### [PASSAGE SHOWN]
^^^^

If the alveoli become blocked or damaged by the asbestos particles, the oxygen and carbon dioxide gas exchange cannot occur properly or at all. As a result, breathing difficulties will occur.
The asbestos particles irritate the lungs and can cause scar tissue to form. As more scar tissue is formed, the lungs become fibrous and loose elasticity, which means they become hard and tight. The lungs cannot fully expand and contract, which causes breathing difficulties.
According to the world-renowned Mayo Clinic in the United States, this chronic lung disease is characterised by:
• Shortness of breath while under exertion or resting;
• Persistent dry coughing and intermittent (occurring occasionally to often) chest pain;
• Finger deformity (clubbing) from lack of oxygen delivered to the finger tips.
The Mayo Clinic recommends that you seek immediate medical advice from a health professional if you are experiencing any of these symptoms to determine the cause and nature of your illness.
Tobacco smokers exposed to asbestos have a much greater risk of developing asbestosis than non-smokers.
Not everyone who is exposed to asbestos develops lung disease. But, that does not mean asbestos exposure has some degree of safety. Asbestos exposure must always be considered a serious and potentially fatal health risk.
Asbestos Removal from Your Home and Business
Asbestos was a common building material used in constructing many businesses and residences in Australia, often used for insulation and roofing materials. It is especially problematic and dangerous when the building materials are damaged and flake into small shards. The particles can become airborne and inhaled.
It is very important that the damaged materials are removed, by licensed professionals, as soon as possible, to minimise health risks.
Murphy’s licensed Asbestos removal specialists are well-trained and equipped to perform the operation safely to minimise asbestos inhalation risks. Business and homeowners should never attempt to remove asbestos materials by themselves.
Our asbestos removal professionals can test your building and property to determine the amount of asbestos present and to conduct a risk assessment.
Our team of asbestos removal professionals will provide you with an action plan and removal costs. The charges vary with that amount of asbestos present and the degree of difficulty involved in removing the material.
Your primary concern should always be the health and safety of your family and employees – the safety benefits outweigh any asbestos removal costs associated with engaging a licensed professional.

^^^^

[Entries drawn from a collection]

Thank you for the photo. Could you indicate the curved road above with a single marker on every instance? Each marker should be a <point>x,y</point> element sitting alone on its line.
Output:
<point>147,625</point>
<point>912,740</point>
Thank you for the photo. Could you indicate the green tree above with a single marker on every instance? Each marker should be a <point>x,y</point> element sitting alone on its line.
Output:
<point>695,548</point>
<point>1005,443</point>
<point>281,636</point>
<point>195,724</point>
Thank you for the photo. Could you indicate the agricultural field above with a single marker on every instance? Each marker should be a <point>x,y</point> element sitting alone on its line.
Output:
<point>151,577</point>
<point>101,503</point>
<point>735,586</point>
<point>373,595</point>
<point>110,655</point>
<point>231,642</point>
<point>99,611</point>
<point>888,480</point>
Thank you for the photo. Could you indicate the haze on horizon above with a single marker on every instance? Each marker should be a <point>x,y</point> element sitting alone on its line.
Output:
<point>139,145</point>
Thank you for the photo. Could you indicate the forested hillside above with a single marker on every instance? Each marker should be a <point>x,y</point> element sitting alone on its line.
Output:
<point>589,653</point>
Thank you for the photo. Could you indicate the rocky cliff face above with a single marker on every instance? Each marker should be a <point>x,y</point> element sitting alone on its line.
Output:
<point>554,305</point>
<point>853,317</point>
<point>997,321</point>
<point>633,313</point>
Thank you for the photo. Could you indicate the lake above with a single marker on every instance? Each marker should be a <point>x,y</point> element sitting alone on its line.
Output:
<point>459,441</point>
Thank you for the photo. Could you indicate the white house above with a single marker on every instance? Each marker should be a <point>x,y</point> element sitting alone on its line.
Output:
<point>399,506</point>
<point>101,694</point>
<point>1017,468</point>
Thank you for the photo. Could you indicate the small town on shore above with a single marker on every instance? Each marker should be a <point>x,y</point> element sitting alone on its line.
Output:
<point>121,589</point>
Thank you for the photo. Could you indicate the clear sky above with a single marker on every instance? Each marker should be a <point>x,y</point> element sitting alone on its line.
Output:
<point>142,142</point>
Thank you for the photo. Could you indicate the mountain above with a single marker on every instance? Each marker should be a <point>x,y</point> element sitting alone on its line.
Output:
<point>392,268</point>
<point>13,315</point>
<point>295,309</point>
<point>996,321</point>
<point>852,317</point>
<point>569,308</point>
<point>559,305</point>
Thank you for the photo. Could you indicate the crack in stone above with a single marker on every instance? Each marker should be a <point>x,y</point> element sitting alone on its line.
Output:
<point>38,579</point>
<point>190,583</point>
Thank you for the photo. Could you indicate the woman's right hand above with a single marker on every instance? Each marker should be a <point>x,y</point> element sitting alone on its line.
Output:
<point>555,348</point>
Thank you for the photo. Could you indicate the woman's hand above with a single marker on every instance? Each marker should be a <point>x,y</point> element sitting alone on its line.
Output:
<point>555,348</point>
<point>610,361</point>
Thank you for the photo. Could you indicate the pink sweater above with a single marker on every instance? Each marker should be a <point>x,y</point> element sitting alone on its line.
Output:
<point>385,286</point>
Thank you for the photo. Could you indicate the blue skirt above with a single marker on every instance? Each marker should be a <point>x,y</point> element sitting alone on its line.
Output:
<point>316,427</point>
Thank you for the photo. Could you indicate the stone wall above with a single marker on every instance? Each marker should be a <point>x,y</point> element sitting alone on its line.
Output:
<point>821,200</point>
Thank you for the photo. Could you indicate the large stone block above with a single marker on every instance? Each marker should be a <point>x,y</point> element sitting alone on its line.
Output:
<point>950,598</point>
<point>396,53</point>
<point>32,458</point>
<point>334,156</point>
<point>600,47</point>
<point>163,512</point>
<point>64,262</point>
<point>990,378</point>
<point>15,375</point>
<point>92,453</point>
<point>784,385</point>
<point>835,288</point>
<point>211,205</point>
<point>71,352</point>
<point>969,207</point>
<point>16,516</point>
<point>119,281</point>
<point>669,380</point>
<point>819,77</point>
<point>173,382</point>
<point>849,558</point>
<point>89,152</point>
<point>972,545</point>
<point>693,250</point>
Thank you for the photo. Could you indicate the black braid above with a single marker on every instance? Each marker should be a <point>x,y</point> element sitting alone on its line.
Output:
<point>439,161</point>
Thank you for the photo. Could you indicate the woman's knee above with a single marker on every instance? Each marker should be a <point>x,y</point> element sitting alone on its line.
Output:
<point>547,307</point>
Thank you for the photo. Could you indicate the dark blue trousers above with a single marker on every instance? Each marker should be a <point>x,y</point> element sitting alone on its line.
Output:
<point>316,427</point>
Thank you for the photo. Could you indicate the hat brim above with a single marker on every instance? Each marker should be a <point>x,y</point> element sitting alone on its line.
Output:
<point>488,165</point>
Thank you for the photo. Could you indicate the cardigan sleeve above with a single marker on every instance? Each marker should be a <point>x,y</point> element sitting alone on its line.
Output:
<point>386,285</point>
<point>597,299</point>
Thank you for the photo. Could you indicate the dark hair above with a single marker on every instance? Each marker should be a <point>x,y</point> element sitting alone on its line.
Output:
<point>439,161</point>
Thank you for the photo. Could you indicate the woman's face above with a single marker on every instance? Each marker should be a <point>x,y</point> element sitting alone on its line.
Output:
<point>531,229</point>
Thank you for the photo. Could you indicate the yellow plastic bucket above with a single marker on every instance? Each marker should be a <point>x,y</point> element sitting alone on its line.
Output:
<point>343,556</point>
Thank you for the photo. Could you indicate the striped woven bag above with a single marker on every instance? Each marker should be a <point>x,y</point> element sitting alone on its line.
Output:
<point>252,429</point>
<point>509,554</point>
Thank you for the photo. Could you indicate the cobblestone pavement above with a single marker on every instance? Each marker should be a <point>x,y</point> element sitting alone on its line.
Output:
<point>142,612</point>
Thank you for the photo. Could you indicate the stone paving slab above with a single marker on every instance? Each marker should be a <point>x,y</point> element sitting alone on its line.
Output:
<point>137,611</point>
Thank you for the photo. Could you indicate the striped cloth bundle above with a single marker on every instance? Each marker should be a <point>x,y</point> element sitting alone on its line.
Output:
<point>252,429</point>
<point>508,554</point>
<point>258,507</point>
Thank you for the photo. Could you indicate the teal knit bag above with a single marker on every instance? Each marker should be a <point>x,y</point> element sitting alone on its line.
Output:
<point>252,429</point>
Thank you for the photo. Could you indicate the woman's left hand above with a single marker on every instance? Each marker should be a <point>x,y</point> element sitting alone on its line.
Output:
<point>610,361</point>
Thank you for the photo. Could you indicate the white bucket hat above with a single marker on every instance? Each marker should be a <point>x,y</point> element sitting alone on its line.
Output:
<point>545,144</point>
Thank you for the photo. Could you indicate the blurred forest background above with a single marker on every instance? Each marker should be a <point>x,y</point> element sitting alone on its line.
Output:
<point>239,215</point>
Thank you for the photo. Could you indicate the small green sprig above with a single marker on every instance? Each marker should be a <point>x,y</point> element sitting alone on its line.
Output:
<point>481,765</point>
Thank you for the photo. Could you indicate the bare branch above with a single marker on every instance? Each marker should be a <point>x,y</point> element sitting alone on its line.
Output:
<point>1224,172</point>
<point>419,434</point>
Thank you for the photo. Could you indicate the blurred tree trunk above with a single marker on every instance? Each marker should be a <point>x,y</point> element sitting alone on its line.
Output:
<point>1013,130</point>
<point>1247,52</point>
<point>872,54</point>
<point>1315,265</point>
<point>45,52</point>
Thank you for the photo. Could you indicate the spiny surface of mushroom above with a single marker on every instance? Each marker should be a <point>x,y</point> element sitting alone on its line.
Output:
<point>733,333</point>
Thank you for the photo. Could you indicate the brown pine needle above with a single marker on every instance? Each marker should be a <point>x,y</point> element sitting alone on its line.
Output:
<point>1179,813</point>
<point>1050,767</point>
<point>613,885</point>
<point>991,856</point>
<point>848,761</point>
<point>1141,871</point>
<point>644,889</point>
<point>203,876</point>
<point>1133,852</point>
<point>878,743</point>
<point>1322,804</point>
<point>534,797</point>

^^^^

### [WORK REQUIRED]
In the passage on asbestos, which group has a much greater risk of developing asbestosis than non-smokers?

### [ANSWER]
Tobacco smokers exposed to asbestos.